## EXERCISE BRIEF:
Every line with "instance" in it should be copied from the data.

(Referring expression data)
......
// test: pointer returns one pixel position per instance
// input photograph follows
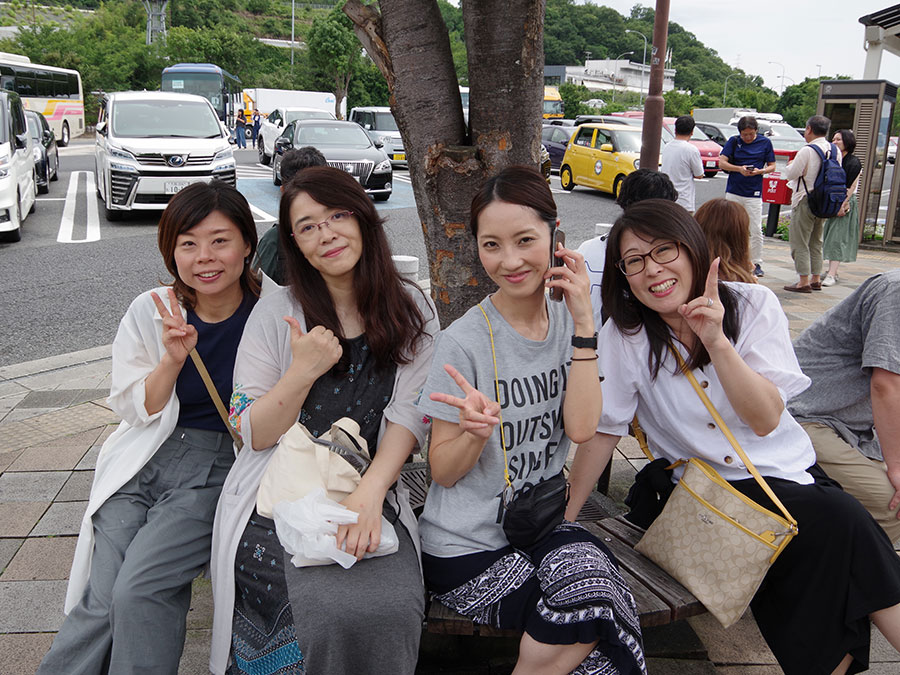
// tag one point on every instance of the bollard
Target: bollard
(407, 266)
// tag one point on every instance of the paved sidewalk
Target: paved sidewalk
(54, 418)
......
## RESPONSE:
// test: pointer returns one pixel position per instance
// tag one point on every instance of the bollard
// tag one point on every instance of the paved sidewalk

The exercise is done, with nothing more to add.